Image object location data
========
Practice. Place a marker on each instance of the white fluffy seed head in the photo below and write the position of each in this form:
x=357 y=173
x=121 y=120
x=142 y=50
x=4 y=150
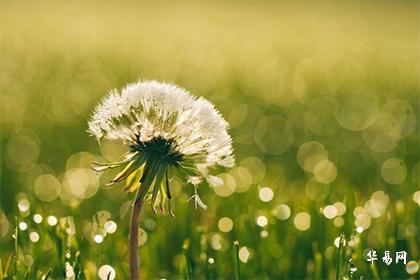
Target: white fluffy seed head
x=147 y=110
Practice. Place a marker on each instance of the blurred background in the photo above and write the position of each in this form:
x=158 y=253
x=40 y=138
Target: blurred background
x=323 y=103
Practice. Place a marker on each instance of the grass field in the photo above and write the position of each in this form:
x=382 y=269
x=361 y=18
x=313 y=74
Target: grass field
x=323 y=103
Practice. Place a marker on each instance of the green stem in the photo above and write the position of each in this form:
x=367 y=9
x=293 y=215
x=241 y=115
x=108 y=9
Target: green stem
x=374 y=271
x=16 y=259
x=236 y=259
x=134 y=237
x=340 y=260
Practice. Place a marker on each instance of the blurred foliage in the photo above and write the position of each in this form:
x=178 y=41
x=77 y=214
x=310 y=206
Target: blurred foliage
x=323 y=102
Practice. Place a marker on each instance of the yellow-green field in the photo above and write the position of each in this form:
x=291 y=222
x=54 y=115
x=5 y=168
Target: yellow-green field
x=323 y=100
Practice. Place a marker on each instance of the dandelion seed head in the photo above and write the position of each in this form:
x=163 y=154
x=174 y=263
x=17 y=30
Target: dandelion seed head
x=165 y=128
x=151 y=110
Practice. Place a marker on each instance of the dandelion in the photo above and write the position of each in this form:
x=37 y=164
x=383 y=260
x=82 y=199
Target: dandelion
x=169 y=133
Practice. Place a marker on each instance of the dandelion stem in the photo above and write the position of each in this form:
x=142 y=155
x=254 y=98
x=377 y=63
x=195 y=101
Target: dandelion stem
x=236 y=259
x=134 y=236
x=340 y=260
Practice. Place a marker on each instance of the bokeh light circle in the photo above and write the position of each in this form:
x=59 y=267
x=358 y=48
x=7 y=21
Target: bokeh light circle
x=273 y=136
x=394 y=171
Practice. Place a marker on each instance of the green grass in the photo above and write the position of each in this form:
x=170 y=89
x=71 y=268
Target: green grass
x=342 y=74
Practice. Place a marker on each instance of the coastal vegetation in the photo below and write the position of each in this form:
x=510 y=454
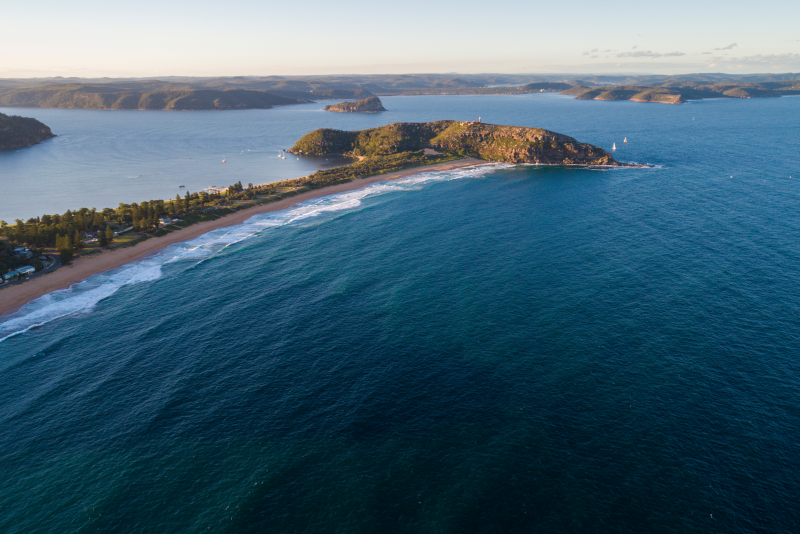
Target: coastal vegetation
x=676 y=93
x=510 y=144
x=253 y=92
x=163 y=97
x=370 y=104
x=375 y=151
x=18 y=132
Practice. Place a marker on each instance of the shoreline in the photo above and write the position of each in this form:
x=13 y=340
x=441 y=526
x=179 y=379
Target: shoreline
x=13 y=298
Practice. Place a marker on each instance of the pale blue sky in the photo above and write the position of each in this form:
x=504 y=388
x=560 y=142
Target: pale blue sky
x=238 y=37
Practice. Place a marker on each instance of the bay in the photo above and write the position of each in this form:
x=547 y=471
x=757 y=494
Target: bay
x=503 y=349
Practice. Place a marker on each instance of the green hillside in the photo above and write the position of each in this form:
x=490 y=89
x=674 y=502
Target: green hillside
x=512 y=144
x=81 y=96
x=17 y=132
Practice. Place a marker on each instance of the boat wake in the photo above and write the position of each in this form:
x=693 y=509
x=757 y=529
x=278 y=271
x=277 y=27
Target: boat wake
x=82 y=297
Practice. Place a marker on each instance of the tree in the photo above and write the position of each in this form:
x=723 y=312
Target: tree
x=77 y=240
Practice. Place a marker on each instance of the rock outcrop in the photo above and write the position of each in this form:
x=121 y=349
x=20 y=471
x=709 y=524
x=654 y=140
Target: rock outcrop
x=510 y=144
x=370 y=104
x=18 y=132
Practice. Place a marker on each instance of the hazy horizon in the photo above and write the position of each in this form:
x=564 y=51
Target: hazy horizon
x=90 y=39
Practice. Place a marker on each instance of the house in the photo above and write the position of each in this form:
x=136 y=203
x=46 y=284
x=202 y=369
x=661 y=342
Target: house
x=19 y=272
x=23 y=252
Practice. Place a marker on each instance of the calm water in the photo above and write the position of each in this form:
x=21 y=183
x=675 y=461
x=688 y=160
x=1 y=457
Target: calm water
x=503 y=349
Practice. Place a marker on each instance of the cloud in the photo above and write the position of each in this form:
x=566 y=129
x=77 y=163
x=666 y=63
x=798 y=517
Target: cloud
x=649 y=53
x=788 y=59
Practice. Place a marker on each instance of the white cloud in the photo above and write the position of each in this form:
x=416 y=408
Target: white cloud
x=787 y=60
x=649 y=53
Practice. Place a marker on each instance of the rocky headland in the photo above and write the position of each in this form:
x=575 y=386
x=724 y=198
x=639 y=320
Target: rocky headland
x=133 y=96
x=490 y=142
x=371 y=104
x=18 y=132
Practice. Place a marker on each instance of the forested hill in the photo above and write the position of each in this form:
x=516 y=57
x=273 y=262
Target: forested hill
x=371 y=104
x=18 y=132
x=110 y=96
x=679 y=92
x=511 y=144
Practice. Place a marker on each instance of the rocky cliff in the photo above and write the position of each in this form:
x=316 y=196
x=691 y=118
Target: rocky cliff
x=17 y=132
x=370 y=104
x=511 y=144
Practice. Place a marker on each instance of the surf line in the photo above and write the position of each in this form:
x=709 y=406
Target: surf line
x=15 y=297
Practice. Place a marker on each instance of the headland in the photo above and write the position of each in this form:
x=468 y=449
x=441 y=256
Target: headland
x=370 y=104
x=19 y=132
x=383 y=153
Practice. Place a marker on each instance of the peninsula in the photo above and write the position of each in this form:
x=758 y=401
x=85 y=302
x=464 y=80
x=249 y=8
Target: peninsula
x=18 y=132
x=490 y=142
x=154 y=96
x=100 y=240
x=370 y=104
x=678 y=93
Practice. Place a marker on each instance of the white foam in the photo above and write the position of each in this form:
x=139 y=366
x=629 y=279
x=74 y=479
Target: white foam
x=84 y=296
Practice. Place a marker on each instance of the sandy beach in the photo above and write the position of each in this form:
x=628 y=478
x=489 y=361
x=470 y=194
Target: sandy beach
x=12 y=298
========
> SHORT TASK
Reproduce all of the data above line for line, omitting the pictures.

> EXPECTED ANSWER
Practice. Place a marker on each instance of the white fluffy seed head in the photo below and write the position of each in this form:
x=357 y=173
x=121 y=120
x=142 y=50
x=4 y=150
Target: white fluffy seed head
x=147 y=110
Practice. Place a marker on each instance of the blurred background in the photo above and write the position of each in this form:
x=158 y=253
x=40 y=138
Target: blurred background
x=323 y=103
Practice. Place a marker on each instance of the grass field in the photo above and write the position of each in this form:
x=382 y=269
x=361 y=18
x=313 y=74
Target: grass field
x=323 y=103
Practice. Place a marker on each instance of the green stem in the photo above and write the position of each in this form:
x=367 y=9
x=293 y=215
x=241 y=115
x=108 y=9
Target: green stem
x=374 y=271
x=16 y=259
x=236 y=259
x=134 y=237
x=340 y=260
Practice. Place a marker on each instance of the blurred foliage in the photo above and write the position of each in this form:
x=178 y=41
x=77 y=214
x=310 y=206
Target: blurred foliage
x=323 y=102
Practice. Place a marker on each instance of the yellow-green field in the photo above and write the position of each in this form:
x=291 y=222
x=54 y=115
x=5 y=168
Target: yellow-green field
x=323 y=100
Practice. Place a marker on each instance of the dandelion seed head in the photo above and write the position of each in this form:
x=163 y=154
x=174 y=263
x=17 y=30
Target: dandelion seed head
x=165 y=128
x=151 y=110
Practice. Place a marker on each instance of the dandelion in the photo above and write the position of each in this form:
x=37 y=164
x=383 y=260
x=82 y=199
Target: dandelion
x=169 y=133
Practice. Place a marker on each instance of the dandelion stem in the photo above and write the position of each in this form:
x=142 y=155
x=254 y=98
x=377 y=63
x=195 y=101
Target: dandelion stem
x=236 y=259
x=134 y=236
x=340 y=260
Practice. Place a marker on each instance of the bokeh light circle in the photo above and write the position of each in this form:
x=59 y=267
x=358 y=48
x=7 y=21
Target: bokeh light circle
x=273 y=136
x=394 y=171
Practice. Place a marker on each instance of the green grass in the photo above and write the position of each in this form:
x=170 y=89
x=71 y=268
Target: green grass
x=342 y=74
Practice. Place a marker on each instance of the coastal vegetation in the photo below and write the position of each in this form:
x=510 y=454
Target: coastal vegetation
x=676 y=93
x=510 y=144
x=253 y=92
x=163 y=97
x=370 y=104
x=375 y=151
x=18 y=132
Practice. Place a marker on each instance of the shoreline in the photo above and write the position of each in this form:
x=13 y=340
x=441 y=526
x=179 y=379
Target: shoreline
x=13 y=298
Practice. Place a marker on each instance of the pale blue sky in the photo above and write the position of each in this form:
x=504 y=388
x=560 y=142
Target: pale blue sky
x=238 y=37
Practice. Place a marker on each instance of the bay in the photo above and write the position of each in this form:
x=547 y=471
x=757 y=494
Target: bay
x=503 y=349
Practice. Place a marker on each instance of the green hillside in the photo above and write the position of each in this form:
x=490 y=89
x=674 y=502
Target: green hillside
x=512 y=144
x=81 y=96
x=17 y=132
Practice. Place a marker on each instance of the boat wake in the photo above and write the position of each in this form:
x=693 y=509
x=757 y=529
x=278 y=271
x=277 y=27
Target: boat wake
x=82 y=297
Practice. Place a marker on each instance of the tree in the photo above and write the position of each in this form:
x=723 y=312
Target: tree
x=77 y=240
Practice. Place a marker on each instance of the rock outcrop in the photo above and write the position of each in this form:
x=121 y=349
x=20 y=471
x=709 y=524
x=654 y=140
Target: rock outcrop
x=510 y=144
x=370 y=104
x=18 y=132
Practice. Place a marker on each instance of the hazy horizon in the photo above and write the position of each in this form:
x=564 y=51
Target: hazy horizon
x=90 y=39
Practice. Place a marker on each instance of the house in the photo above and write the position of each in this form:
x=136 y=203
x=46 y=284
x=202 y=369
x=661 y=342
Target: house
x=19 y=272
x=23 y=252
Practice. Place a marker on each instance of the calm water in the photo above and write the position of each in this form:
x=21 y=183
x=675 y=461
x=688 y=160
x=1 y=457
Target: calm water
x=503 y=349
Practice. Place a marker on each instance of the cloud in the photo above and write the position of each in this form:
x=566 y=129
x=77 y=163
x=666 y=63
x=798 y=517
Target: cloud
x=649 y=53
x=788 y=59
Practice. Place a marker on each instance of the white cloud in the photo above and write the position of each in this form:
x=416 y=408
Target: white cloud
x=787 y=60
x=649 y=53
Practice. Place a marker on each instance of the rocky headland in the photo above and write the position of each in this form:
x=575 y=386
x=724 y=198
x=639 y=320
Target: rocky headland
x=133 y=96
x=490 y=142
x=371 y=104
x=18 y=132
Practice. Place a marker on each instance of the forested hill in the photo above and write the position of each in this form:
x=516 y=57
x=273 y=262
Target: forested hill
x=371 y=104
x=18 y=132
x=110 y=96
x=679 y=92
x=511 y=144
Practice. Place a marker on each instance of the rocky cliff in the photo above and write the position of each in this form:
x=316 y=196
x=691 y=118
Target: rocky cliff
x=17 y=132
x=370 y=104
x=511 y=144
Practice. Place a marker on each instance of the surf line in the photo above and write the position of each in this form:
x=709 y=406
Target: surf line
x=15 y=297
Practice. Place a marker on each instance of the headland in the photo above and write the position of each in this form:
x=468 y=449
x=441 y=256
Target: headland
x=370 y=104
x=19 y=132
x=383 y=153
Practice. Place a marker on each instance of the peninsula in the photo above and write the position of each in this form:
x=758 y=401
x=85 y=302
x=464 y=80
x=249 y=8
Target: peninsula
x=18 y=132
x=490 y=142
x=154 y=96
x=100 y=240
x=370 y=104
x=678 y=93
Practice. Place a marker on each instance of the white foam in the photo above and write the position of each in this form:
x=139 y=366
x=629 y=279
x=74 y=479
Target: white foam
x=84 y=296
Practice. Place a marker on each instance of the sandy beach in the photo above and write the position of each in this form:
x=628 y=478
x=489 y=361
x=470 y=194
Target: sandy beach
x=12 y=298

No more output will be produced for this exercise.